** RECORDS SHOWN follows **

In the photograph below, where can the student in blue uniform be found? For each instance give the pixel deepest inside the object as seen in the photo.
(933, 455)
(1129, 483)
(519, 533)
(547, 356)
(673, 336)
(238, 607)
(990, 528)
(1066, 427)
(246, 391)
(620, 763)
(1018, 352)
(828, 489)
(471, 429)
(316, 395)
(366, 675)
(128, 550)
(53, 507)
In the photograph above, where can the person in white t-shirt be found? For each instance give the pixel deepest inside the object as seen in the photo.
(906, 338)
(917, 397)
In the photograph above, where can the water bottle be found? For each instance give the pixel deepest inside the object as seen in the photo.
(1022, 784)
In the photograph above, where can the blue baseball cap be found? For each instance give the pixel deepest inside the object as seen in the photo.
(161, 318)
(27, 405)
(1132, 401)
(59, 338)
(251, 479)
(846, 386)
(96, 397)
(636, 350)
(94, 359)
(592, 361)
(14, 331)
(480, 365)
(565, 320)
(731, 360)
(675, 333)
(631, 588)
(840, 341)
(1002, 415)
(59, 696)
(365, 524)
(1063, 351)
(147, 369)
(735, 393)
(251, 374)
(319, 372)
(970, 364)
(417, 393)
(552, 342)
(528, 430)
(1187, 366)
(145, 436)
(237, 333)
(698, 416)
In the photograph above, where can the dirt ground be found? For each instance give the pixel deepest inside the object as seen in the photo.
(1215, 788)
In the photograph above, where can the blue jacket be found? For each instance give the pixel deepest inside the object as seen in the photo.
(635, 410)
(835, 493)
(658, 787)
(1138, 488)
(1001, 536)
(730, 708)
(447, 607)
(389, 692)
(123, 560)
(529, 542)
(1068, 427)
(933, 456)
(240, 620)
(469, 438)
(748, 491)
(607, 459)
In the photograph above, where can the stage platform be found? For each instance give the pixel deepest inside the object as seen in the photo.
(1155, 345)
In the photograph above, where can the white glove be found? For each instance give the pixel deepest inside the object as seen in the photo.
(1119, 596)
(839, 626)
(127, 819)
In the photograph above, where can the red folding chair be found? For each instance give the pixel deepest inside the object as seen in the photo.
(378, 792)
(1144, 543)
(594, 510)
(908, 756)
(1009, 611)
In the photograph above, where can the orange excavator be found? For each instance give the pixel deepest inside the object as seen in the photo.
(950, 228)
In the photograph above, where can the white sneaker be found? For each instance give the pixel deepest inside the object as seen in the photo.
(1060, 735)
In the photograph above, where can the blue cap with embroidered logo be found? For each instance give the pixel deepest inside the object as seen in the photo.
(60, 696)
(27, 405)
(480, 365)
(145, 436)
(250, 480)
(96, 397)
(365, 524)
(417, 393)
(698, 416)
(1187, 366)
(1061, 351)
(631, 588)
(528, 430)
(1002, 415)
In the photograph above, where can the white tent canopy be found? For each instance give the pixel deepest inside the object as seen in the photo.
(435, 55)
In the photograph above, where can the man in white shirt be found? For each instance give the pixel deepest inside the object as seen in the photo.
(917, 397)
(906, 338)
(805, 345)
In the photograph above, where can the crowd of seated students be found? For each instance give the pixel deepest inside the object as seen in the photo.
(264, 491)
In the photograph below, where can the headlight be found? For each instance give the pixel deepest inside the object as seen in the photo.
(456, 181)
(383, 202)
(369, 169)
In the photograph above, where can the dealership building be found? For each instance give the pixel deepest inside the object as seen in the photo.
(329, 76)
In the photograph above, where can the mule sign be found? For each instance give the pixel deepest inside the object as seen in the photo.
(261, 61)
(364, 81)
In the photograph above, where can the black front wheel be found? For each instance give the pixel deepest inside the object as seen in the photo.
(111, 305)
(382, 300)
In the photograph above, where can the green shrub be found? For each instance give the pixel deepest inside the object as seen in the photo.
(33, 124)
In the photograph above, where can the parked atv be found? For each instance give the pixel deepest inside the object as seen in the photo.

** End of RECORDS SHOWN **

### INSTRUCTIONS FOR THE TASK
Return all of the data precisely as it appears.

### SOLUTION
In the photograph below, where can the student in blue uniform be found? For each instance give the pixel deepest inside the object as seen in the photo.
(933, 455)
(1129, 483)
(519, 533)
(547, 356)
(673, 336)
(238, 607)
(990, 528)
(1066, 427)
(246, 391)
(620, 763)
(1018, 352)
(828, 489)
(471, 429)
(316, 395)
(366, 675)
(128, 550)
(53, 507)
In the photograph above, where can the person in white t-shirt be found? For each instance give the pixel deepest inside the object as seen in the photo.
(906, 338)
(917, 397)
In the photograph above, where can the water bottle be found? For each instance give the pixel deepest inside the object as seen in the photo.
(1022, 784)
In the photograph above, where can the blue baseball cap be found? For each instance give the pixel deepest inside the object as seen in the photo.
(161, 318)
(27, 405)
(1132, 401)
(59, 338)
(251, 479)
(846, 386)
(96, 397)
(636, 350)
(94, 359)
(592, 361)
(14, 331)
(480, 365)
(565, 320)
(731, 360)
(675, 333)
(631, 588)
(840, 341)
(1002, 415)
(59, 696)
(365, 524)
(1063, 351)
(147, 369)
(735, 393)
(251, 374)
(319, 372)
(970, 364)
(417, 393)
(552, 342)
(528, 430)
(1187, 366)
(145, 436)
(237, 333)
(698, 416)
In the photograph above, where can the dirt ground be found? For each instance give the pixel deepest inside the object as seen in the photo.
(1215, 788)
In the photograph above, where can the blue jacket be found? For each instance give the pixel deepest inside the object as seen in the photo.
(635, 410)
(835, 493)
(658, 787)
(1138, 488)
(1001, 536)
(730, 708)
(447, 607)
(389, 692)
(123, 560)
(529, 542)
(1068, 427)
(933, 456)
(240, 620)
(469, 438)
(748, 491)
(607, 459)
In the photograph above, where can the stage platform be found? For each instance give the pixel deepest inside the object as seen in the photo.
(1155, 345)
In the photograph above, where can the white glove be found? For each instance give the pixel deepest inside the object as seen in the photo.
(1119, 596)
(839, 626)
(127, 819)
In the photograph above, where can the red folding chair be found? For each instance give the pixel deepest inside the object as seen in the photo.
(378, 792)
(1144, 543)
(594, 510)
(908, 756)
(1009, 611)
In the photograph above, where can the orange excavator be found? For each instance give the pixel deepest inside the object as seen in the photo.
(950, 228)
In the photograph above, where can the white sneaker be found? For each instance give the pixel deepest inside the object as seen in the photo.
(1060, 735)
In the photograph above, where can the blue cap with embroidered logo be found? For each instance give the pixel deepest inside the object as seen in the photo.
(60, 696)
(27, 405)
(480, 365)
(145, 436)
(250, 480)
(96, 397)
(365, 524)
(417, 393)
(698, 416)
(1187, 366)
(1061, 351)
(631, 588)
(528, 430)
(1002, 415)
In the photograph above, where can the white tent canopy be found? For each instance give the pixel deepest inside the object as seen in the photo.
(435, 55)
In the photograph above, where can the man in white shirt be found? For each instance give the pixel deepest inside the object as seen in the photo.
(917, 397)
(906, 338)
(805, 345)
In the photograph above, where can the crowd of seated students be found? For each instance give the pixel deepest inside the object as seen in the photo.
(264, 491)
In the photograph below, where can the headlight be found? For each instance give the pixel deepest inside the object as seen in the photo.
(456, 181)
(383, 202)
(369, 169)
In the photograph above, where can the dealership building be found? For each instance give the pixel deepest inside the object as seen in the photo.
(329, 76)
In the photograph above, where can the mule sign be found? For each instance give the pixel deepest inside the object as seen in the photo.
(261, 61)
(364, 81)
In the photograph above, where can the black front wheel be found? For each instance give the pixel deepest inside the object as seen in the photo.
(111, 305)
(382, 300)
In the photograph above, where can the green shrub be found? For each instance give the pixel deepest inside the object as seen in the photo.
(33, 124)
In the photograph above, where can the parked atv be found? For each instance give the pixel deepest inside the object as seen in the photo.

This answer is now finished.